Python code for dimension reduction in papaer: Analyzing Dynamical Brain Functional Connectivity As Trajectories on Space of Covariance Matrices, IEEE Transactions on Medical Imaging, TMI.2019.2931708.
link: https://arxiv.org/abs/1904.05449
The propsed unsupervised dimension reduction method can bring a sequence of n by n symmetric and positive-definite matrices to arbitrary lower dimensions (m by m, m < n), while preserving the relevant distances between the original matrices as much as possible. The matrices in the resulting sequence in lower dimension have the symmetric and positive-definite structure preserved. Following are two examples from the paper:
Pairwised distances between simulated covariance matrices with n = 100 (a) and after reducing dimensions to m = 20 (b), 10 (c) and 5 (d):
Visualization of brain functional connectivities using precision matrices estimated by reconstructed SPDMs from different dimensions:
In the paper, n was set to 100 in simulations in comparison with the amount of brain ROIs. However, the proposed method is still useful when n is much larger.
Pymanopt: python package for optimization on manifolds. See https://pymanopt.github.io/ for details.
Install: pip install --user pymanopt
The input matrix is a 4d ndarray with shape (n,n,T,L), where the dimension of covariance matrices is n by n, T is the number of matrices in a sequence, and L is the number of covariance sequences. The resulting ndarray has shape (m,m,T,L), where m < n.
For dimension reduction: python main.py --covseqs_dir xx --m xx
covseqs_dir: file location of original sequences; m: target lower dimension
The default solver in the code is Trustregion, while user can use other solvers for fun. In Pymanopt package, user can define the stopping criteria for the task, by changing maxtime, maxiter, mingradnorm, minstepsize and maxcostevals in solver.py. Usually using a small maxiter and a fixed random seed are enough for getting meaningful results.
For distance calculation between covariance matrices, please see cov_dist.py.

■ ■ ■ ■

**Aim of the task**
In the text on dimension reduction for covariance matrices, what shape does the input ndarray have? Work only from the text above.

(Point localization data)
■ ■ ■ ■

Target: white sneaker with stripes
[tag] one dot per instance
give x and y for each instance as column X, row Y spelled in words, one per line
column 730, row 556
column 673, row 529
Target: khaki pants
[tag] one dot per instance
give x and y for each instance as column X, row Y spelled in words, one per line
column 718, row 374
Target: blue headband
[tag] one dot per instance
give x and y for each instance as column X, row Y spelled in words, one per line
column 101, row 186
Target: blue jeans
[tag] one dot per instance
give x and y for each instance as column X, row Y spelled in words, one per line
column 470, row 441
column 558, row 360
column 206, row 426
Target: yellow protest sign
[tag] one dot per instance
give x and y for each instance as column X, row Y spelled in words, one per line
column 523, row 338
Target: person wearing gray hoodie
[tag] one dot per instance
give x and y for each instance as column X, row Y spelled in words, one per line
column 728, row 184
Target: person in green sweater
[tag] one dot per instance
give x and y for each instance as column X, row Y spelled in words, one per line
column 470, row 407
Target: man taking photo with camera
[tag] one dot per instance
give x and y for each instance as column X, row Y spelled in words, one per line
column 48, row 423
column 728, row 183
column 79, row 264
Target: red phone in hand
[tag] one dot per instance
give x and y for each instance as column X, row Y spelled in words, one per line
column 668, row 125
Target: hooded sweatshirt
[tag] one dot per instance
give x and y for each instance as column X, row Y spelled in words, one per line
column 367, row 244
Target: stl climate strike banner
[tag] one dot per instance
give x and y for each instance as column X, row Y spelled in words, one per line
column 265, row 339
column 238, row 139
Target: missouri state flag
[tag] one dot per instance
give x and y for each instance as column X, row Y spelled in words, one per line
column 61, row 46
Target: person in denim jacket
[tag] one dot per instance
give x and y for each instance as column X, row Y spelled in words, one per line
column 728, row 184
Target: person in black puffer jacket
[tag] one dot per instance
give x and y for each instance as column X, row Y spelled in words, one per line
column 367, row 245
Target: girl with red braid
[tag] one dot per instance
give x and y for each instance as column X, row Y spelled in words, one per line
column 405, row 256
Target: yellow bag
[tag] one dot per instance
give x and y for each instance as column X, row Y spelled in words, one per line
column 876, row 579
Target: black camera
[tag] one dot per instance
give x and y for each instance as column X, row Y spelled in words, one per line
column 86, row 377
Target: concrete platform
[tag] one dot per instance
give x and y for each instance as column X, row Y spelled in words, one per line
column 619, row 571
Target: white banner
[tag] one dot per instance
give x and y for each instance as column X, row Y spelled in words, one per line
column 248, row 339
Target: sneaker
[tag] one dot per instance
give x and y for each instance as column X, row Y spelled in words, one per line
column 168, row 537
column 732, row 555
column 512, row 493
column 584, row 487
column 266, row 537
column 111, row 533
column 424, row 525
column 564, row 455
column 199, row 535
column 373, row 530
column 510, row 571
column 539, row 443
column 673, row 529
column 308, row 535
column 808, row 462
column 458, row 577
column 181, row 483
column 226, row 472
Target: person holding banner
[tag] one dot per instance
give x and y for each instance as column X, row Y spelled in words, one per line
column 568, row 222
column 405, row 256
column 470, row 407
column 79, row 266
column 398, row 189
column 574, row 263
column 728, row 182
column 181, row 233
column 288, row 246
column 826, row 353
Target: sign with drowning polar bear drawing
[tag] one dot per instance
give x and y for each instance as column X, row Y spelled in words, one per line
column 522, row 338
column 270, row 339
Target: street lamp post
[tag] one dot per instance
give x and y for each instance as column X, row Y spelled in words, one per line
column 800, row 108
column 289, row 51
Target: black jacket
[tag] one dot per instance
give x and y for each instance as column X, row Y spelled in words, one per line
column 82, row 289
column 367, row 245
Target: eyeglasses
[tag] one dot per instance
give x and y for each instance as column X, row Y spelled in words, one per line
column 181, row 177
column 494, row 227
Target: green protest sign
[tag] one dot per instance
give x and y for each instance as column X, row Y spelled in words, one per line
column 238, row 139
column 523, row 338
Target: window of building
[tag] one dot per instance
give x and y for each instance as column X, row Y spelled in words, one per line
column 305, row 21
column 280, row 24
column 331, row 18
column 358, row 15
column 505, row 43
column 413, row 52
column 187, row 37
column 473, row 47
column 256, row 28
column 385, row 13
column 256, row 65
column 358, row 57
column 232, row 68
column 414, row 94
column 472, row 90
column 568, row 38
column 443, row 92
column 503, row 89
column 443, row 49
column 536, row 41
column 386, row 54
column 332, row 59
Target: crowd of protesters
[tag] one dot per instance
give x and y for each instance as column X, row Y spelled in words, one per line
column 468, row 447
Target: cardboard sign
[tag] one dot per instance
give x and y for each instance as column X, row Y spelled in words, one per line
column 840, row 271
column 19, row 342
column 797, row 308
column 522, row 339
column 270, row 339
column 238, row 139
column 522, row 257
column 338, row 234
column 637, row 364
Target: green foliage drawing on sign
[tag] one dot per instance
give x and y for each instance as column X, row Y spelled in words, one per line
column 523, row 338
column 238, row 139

■ ■ ■ ■

**Your solution**
The input is a 4d ndarray with shape (n,n,T,L), where the covariance matrices are n by n, T is the number of matrices in a sequence, and L is the number of covariance sequences.